● KUTIPAN TULISAN:
“Siap tidak siap, harus siap,” itu salah satu ajaran orang tuaku yang masih aku ingat. Hal ini aku ingat saat-saat masa kecil, aku pernah diminta untuk memainkan sebuah drama di gereja. Saat itu aku masih SD, dan diminta menghafal sedikitnya 20 lembar skrip cerita. Ya, menghafal. Drama yang dibawakan terkait Simon Petrus dan Andreas.
Latihan demi latihan, ingatanku cukup blur, tapi seharusnya
berjalan dengan cukup baik. Namun H-1 saat menjelang drama tersebut, rasa takut
pun kembali menguasai. Pada saat itulah orang tua mengucapkan kata, “Siap tidak
siap, harus siap,” yang hingga saat ini aku kenang.
Tapi ya benar, saya rasa ketika pernyataan tersebut coba
kita refleksikan, ya kenyataannya kita tidak akan pernah siap. Tidak akan ada
suatu momen dimana kita benar-benar yakin, pasti, akan suatu hal. Yang pasti
kita harus menentukan: “Kita berani atau tidak untuk mencoba?” Jadi
pertanyaannya bukan siap ataupun tidak siap.
Karena memang, hidup tidak menunggu kita siap
Hidup tidak menunggu.
Ya, poin utamanya adalah itu. Hidup tidak menunggu. Hidup
tidak menunggu hingga kita siap. Contohnya sama seperti kompetisi olimpiade
renang. Aba-aba itu selalu ada, kita juga berhak menentukan kesiapan kita
sebaik mungkin. Namun, suka tidak suka, mau tidak mau, siap tidak siap, ketika
satu, dua tiga! Atlit harus langsung turun dan bertanding.
Kalau aku melihat, dalam hidup sering terjadi hal-hal
seperti itu. Hidup tidak menunggu, ia terus berjalan.

● DAFTAR DATA:
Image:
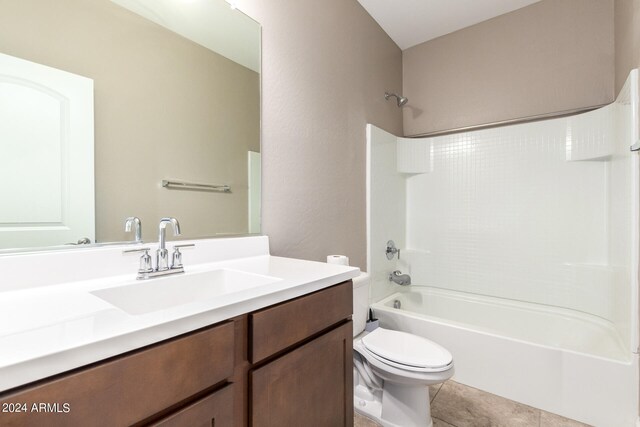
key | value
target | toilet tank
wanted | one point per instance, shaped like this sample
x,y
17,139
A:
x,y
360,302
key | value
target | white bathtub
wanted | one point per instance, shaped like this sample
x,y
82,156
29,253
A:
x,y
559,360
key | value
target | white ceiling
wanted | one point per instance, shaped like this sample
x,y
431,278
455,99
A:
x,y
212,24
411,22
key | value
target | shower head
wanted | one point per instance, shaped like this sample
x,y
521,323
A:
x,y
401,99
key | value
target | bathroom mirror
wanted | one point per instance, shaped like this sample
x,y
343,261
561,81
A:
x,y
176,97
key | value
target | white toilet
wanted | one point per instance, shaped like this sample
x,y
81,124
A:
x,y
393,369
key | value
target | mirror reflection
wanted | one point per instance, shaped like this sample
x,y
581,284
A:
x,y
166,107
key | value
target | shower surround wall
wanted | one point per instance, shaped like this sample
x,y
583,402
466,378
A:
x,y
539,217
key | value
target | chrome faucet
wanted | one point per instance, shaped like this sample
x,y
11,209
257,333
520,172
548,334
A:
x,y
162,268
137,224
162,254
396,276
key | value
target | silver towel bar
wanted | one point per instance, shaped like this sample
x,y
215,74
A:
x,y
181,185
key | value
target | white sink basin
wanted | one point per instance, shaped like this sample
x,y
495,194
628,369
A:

● YANG PERLU DIKERJAKAN:
(A) Tulis lagi bagian tulisan tentang siap atau tidak siap yang dimulai dengan kata-kata "Karena memang, hidup" sampai "ia terus berjalan.". Ganti "menunggu" dengan "menanti".
(B) Salin ulang semua daftar di atas, termasuk permintaannya. Geser koordinat titik pada jawabannya dengan menambahkan 4 ke setiap angka, dan jangan sertakan gambarnya.

● JAWABAN TIAP TUGAS:
(A)
Karena memang, hidup tidak menanti kita siap
Hidup tidak menanti.
Ya, poin utamanya adalah itu. Hidup tidak menanti. Hidup
tidak menanti hingga kita siap. Contohnya sama seperti kompetisi olimpiade
renang. Aba-aba itu selalu ada, kita juga berhak menentukan kesiapan kita
sebaik mungkin. Namun, suka tidak suka, mau tidak mau, siap tidak siap, ketika
satu, dua tiga! Atlit harus langsung turun dan bertanding.
Kalau aku melihat, dalam hidup sering terjadi hal-hal
seperti itu. Hidup tidak menanti, ia terus berjalan.

(B)
Image:
key | value
target | toilet tank
wanted | one point per instance, shaped like this sample
x,y
17,139
A:
x,y
364,306
key | value
target | white bathtub
wanted | one point per instance, shaped like this sample
x,y
82,156
29,253
A:
x,y
563,364
key | value
target | white ceiling
wanted | one point per instance, shaped like this sample
x,y
431,278
455,99
A:
x,y
216,28
415,26
key | value
target | shower head
wanted | one point per instance, shaped like this sample
x,y
521,323
A:
x,y
405,103
key | value
target | bathroom mirror
wanted | one point per instance, shaped like this sample
x,y
343,261
561,81
A:
x,y
180,101
key | value
target | white toilet
wanted | one point per instance, shaped like this sample
x,y
81,124
A:
x,y
397,373
key | value
target | mirror reflection
wanted | one point per instance, shaped like this sample
x,y
581,284
A:
x,y
170,111
key | value
target | shower surround wall
wanted | one point per instance, shaped like this sample
x,y
583,402
466,378
A:
x,y
543,221
key | value
target | chrome faucet
wanted | one point per instance, shaped like this sample
x,y
11,209
257,333
520,172
548,334
A:
x,y
166,272
141,228
166,258
400,280
key | value
target | silver towel bar
wanted | one point per instance, shaped like this sample
x,y
215,74
A:
x,y
185,189
key | value
target | white sink basin
wanted | one point per instance, shaped like this sample
x,y
495,194
628,369
A:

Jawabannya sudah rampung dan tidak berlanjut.